Page text:

Predicting Fish Responses to Future Hydrology: Integrating Behavioral and Population-Scale Processes Within a Landscape Context

Wednesday, September 11, 2013: 9:00 AM
Marriott Ballroom C (The Marriott Little Rock)
Joseph J. Parkos III , Department of Biological Sciences, Florida International University, Miami, FL
Christopher Catano , Southeast Environmental Research Center, Florida International University, North Miami, FL
Joel C. Trexler , Department of Biology, Florida International University, North Miami, FL
Reliably predicting fish response to environmental change requires integrating processes operating at different scales of space and time.  We used monitoring data to build a model linking largemouth bass abundance to hydrology and then evaluated the implications of several scenarios of water management in the Florida Everglades for largemouth bass abundance.  Relative effect of different hydrology scenarios was influenced by landscape position.  Our field research on spatial ecology of fishes in the Florida Everglades provided further insight into the biology underlying the response to hydrology that we are attempting to capture in our model.  We found that spatial position within the landscape influenced patterns of drought disturbance and use of natural refuge habitats during periods of low water.  We also measured limits to population resilience as disturbance frequency increased.  Influence of canals on abundance was not addressed in our evaluation scenarios because function of canals in ecology of Everglades fishes is not well known.  Using radio telemetry, we found that spatial scale of connectivity between canals and marshes resulted from an interaction between fish movement and landscape structure.  We seek to improve our predictions by integrating mechanistic effects of behavior and landscape on population and community responses to environmental change.

Problem description: Rewrite the part of the abstract on fish responses to hydrology that opens with the words containing "Predicting Fish Responses" and closes with "Marriott Little Rock)", replacing "Marriott" with "Hilton" throughout.

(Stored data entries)

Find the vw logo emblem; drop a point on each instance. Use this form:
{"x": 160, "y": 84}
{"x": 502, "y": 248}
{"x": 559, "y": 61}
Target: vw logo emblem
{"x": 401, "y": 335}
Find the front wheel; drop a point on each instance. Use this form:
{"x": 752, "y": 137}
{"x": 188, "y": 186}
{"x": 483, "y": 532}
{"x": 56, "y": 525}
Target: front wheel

...

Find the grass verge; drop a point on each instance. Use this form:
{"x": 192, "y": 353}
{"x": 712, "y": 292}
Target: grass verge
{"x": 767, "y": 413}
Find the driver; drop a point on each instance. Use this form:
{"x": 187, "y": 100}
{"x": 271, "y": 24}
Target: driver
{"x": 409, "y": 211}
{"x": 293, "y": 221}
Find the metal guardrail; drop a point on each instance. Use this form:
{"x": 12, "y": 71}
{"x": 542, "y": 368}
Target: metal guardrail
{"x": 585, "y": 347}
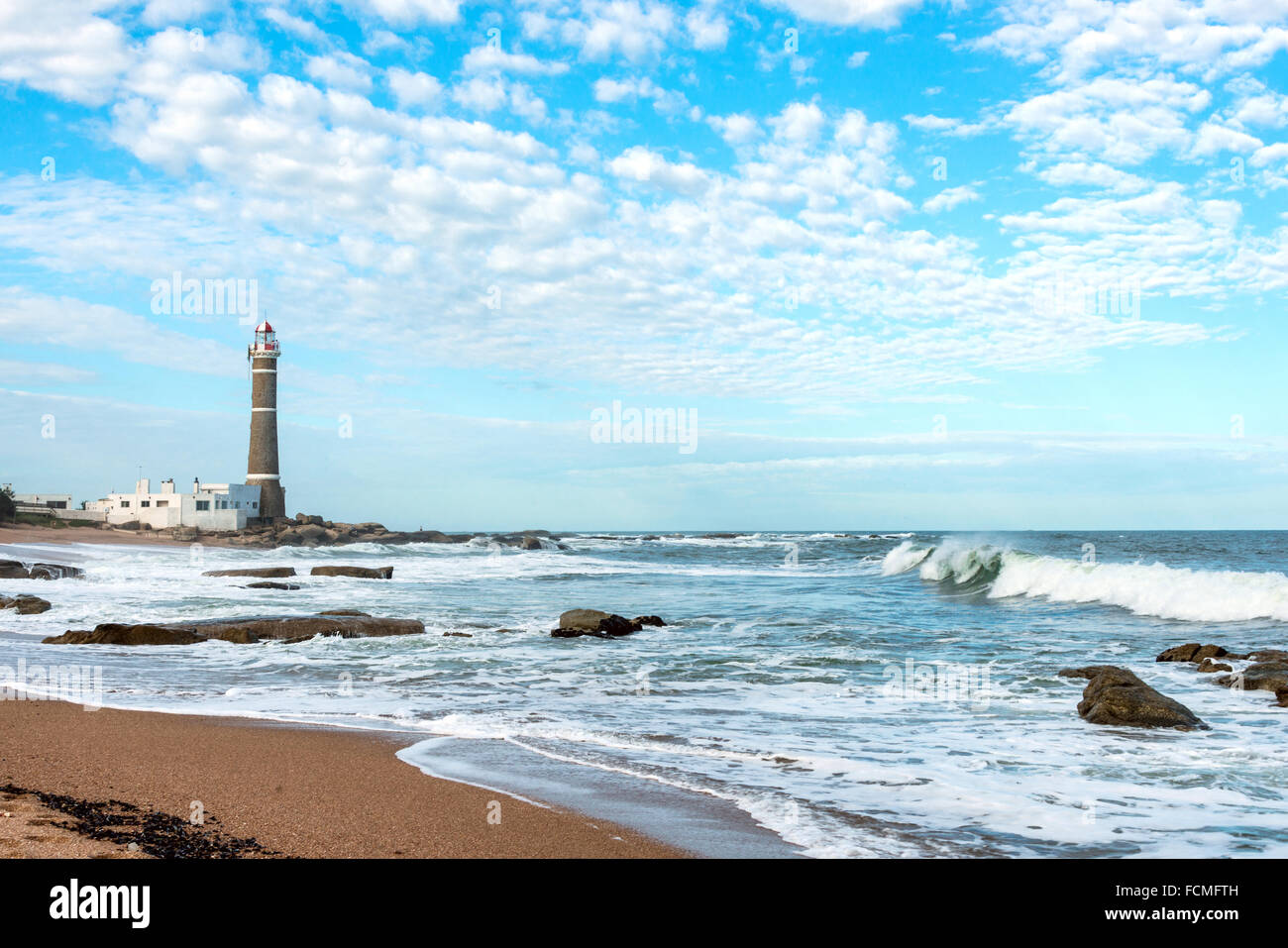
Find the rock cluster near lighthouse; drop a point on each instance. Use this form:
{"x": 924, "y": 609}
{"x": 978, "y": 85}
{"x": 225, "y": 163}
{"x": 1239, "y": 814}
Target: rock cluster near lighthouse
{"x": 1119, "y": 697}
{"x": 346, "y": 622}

...

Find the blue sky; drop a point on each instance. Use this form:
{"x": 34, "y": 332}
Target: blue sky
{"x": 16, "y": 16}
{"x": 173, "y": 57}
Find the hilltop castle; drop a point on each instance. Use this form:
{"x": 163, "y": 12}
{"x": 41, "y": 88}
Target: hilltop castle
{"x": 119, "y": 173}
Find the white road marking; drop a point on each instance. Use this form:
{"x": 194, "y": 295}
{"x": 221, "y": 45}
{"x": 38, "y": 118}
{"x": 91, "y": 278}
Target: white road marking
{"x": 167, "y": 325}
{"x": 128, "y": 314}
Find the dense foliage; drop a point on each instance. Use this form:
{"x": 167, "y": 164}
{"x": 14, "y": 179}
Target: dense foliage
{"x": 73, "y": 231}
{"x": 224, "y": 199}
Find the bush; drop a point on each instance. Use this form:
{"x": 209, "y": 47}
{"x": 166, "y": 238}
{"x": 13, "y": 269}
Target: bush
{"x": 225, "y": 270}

Completed task:
Predicting Fish Responses to Future Hydrology: Integrating Behavioral and Population-Scale Processes Within a Landscape Context

Wednesday, September 11, 2013: 9:00 AM
Hilton Ballroom C (The Hilton Little Rock)